* _What the exercise asks_
Switch every "tagging" to "marking" in the records below, and keep everything else the same.
-.-.-
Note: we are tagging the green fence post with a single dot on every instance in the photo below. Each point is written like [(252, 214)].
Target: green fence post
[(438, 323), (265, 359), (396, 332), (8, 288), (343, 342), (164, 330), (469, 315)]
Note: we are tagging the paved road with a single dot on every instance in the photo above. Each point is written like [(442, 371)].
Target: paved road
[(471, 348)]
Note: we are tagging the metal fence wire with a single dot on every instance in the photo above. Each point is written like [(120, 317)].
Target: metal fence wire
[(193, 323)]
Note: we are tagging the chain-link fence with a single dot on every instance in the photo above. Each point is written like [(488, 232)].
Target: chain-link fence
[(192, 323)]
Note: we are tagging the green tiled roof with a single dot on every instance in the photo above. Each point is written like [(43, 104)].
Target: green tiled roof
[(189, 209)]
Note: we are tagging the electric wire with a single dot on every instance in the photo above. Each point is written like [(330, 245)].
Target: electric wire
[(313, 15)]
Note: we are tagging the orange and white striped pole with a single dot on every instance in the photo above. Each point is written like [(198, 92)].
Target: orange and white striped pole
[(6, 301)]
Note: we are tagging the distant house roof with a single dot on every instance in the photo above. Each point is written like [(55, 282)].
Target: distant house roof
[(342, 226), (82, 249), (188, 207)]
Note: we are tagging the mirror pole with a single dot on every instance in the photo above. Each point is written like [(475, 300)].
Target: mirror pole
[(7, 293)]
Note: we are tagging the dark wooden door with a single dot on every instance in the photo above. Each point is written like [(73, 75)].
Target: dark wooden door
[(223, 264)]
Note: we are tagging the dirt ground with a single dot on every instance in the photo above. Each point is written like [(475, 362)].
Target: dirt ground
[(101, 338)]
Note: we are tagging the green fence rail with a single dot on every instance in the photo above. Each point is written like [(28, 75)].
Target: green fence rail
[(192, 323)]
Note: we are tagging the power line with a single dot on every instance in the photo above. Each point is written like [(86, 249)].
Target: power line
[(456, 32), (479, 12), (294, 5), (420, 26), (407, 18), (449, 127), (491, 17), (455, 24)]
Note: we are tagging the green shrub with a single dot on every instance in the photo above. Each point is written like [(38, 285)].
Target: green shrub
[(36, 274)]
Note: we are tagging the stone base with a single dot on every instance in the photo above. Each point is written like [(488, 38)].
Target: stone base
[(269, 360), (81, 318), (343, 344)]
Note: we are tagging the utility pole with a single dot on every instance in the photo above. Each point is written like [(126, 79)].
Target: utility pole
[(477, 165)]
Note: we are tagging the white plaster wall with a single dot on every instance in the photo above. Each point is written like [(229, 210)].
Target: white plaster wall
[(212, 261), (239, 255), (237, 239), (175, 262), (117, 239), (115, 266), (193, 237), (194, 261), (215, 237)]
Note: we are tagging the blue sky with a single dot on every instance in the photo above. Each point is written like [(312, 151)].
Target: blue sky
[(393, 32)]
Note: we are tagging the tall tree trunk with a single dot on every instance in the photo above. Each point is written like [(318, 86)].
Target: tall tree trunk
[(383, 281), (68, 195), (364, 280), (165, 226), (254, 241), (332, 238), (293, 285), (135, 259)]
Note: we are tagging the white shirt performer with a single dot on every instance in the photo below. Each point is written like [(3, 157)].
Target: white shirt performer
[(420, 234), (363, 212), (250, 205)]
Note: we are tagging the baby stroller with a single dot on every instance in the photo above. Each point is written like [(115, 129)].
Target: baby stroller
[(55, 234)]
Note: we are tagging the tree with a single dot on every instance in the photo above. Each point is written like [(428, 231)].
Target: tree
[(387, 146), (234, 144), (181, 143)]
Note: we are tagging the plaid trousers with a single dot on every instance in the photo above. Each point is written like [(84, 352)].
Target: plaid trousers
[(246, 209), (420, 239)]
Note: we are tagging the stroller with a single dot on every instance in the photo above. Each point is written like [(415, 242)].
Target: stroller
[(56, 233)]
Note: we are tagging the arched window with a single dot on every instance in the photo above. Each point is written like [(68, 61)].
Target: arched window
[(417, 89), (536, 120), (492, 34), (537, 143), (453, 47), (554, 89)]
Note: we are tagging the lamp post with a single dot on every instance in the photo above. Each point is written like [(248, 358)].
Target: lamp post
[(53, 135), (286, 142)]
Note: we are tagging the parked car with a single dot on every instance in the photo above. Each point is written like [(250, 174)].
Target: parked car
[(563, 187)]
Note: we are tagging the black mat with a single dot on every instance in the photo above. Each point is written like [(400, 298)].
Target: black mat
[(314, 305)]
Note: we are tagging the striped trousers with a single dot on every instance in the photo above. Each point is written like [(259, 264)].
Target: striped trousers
-.-.-
* _Right answer_
Note: we are marking the green fence post with a single dot on every instance in the photo below. Each point is written like [(252, 214)].
Target: green fence post
[(438, 323), (265, 359), (396, 332), (8, 288), (343, 342), (164, 330), (469, 315)]
Note: we are marking the paved road with a single dot on every instance in the photo above. Each point is written like [(442, 371)].
Target: paved road
[(471, 348)]
Note: we are marking the metal fence wire with a single dot on every instance in the photo above. Each point is written like [(120, 317)].
Target: metal fence wire
[(193, 323)]
Note: we are marking the chain-link fence with a single dot on every instance in the photo above. Each point is written like [(488, 232)].
Target: chain-link fence
[(192, 323)]
Note: we are marking the green tiled roof with a single dot on every instance in the photo above. Each point is written like [(43, 104)].
Target: green tiled roof
[(189, 209)]
Note: we are marking the electric wire with a single dot on every instance in the photo above. Each point is written like [(330, 245)].
Target: electric wire
[(313, 15)]
Note: we are marking the orange and white striped pole with a single dot on every instance in the photo above. Each point is written like [(198, 92)].
Target: orange and white striped pole
[(6, 301)]
Note: we are marking the distant house roof with a single dot on every instance in the photo above. Each point is written like [(55, 282)].
Target: distant house roof
[(342, 226), (82, 249), (188, 207)]
Note: we are marking the mirror pole with a single dot on every instance in the photo above. Each point is written like [(475, 300)].
Target: mirror pole
[(7, 293)]
Note: we are marking the dark wooden door with a single dot on every instance in the photo above. Each point is written like [(73, 75)].
Target: dark wooden door
[(223, 264)]
Note: we are marking the dirt ground with a single dot on every instance in the photo above. Each point is written like [(475, 362)].
Target: dirt ground
[(101, 338)]
Note: we are marking the green fence rail with a single dot on every instance in the photo above. Each point is written like [(28, 75)].
Target: green fence rail
[(192, 323)]
Note: we are marking the power line with a single dot on every instance in the photo above. Each point is written like [(86, 249)].
Target: power line
[(456, 32), (479, 12), (294, 5), (420, 26), (407, 18), (449, 127), (491, 17), (455, 24)]
Note: we are marking the green shrub with a single dot on every instance in the photo above. Each point is written like [(38, 285)].
Target: green shrub
[(36, 274)]
Note: we are marking the stone base with a single dot on every instance in the photo above. Each point is written like [(488, 38)].
Target: stone base
[(269, 360), (81, 318), (343, 344)]
Note: we are marking the utility pole with a single dot on every instance in the photo above. Each point is written like [(126, 79)].
Target: utility pole
[(477, 165)]
Note: we are marking the white plaster wall with a single dot on every instance in the photo above. Each point is written like [(229, 210)].
Target: white plaster wall
[(212, 261), (239, 255), (237, 239), (175, 262), (117, 239), (115, 266), (193, 237), (194, 261), (215, 237)]
Note: we are marking the blue sky with a single dot on every instance in the photo above. Each point is written like [(312, 151)].
Target: blue sky
[(393, 32)]
Note: we are marking the tall tree trunk with a single dot on every instance in the photo above. Each point is written like [(318, 86)].
Target: tall tree trunk
[(383, 281), (68, 195), (364, 280), (165, 226), (254, 241), (332, 238), (293, 285), (135, 259)]
Note: we are marking the white shirt performer with a single dot on every instance in the photo below. Each point is written like [(3, 157)].
Target: white shirt performer
[(420, 234), (363, 212), (250, 205)]
Note: we are marking the baby stroller with a single dot on every instance in the photo above. Each point is written like [(115, 129)].
Target: baby stroller
[(55, 234)]
Note: we are marking the tree with a single dot on every instance in the photo above. Each point is written like [(428, 231)].
Target: tree
[(387, 146), (234, 144), (181, 143)]
Note: we are marking the plaid trousers with a single dot on every instance in the photo above. Each point is written like [(84, 352)].
Target: plaid trousers
[(246, 209), (420, 239)]
Note: we are marking the stroller with a single dot on every instance in the photo above. Each point is written like [(415, 242)].
Target: stroller
[(56, 233)]
Note: we are marking the arched window with a single dot on every instance in the photo above. Each point is written like [(68, 61)].
Target: arched window
[(417, 89), (536, 120), (492, 34), (537, 143), (453, 47), (554, 89)]
Note: we are marking the lamp post with a single dot on every instance in the photo above. Each point is written like [(248, 358)].
Target: lamp post
[(53, 135), (286, 142)]
Note: we are marking the parked car with a single dot on every instance in the photo above. Each point is written like [(250, 174)].
Target: parked car
[(563, 187)]
Note: we are marking the black mat with a single dot on every instance in the photo above. Each point is written like [(400, 298)].
Target: black mat
[(314, 305)]
Note: we are marking the striped trousers with a single dot on every instance in the photo above. Each point is written like [(259, 264)].
Target: striped trousers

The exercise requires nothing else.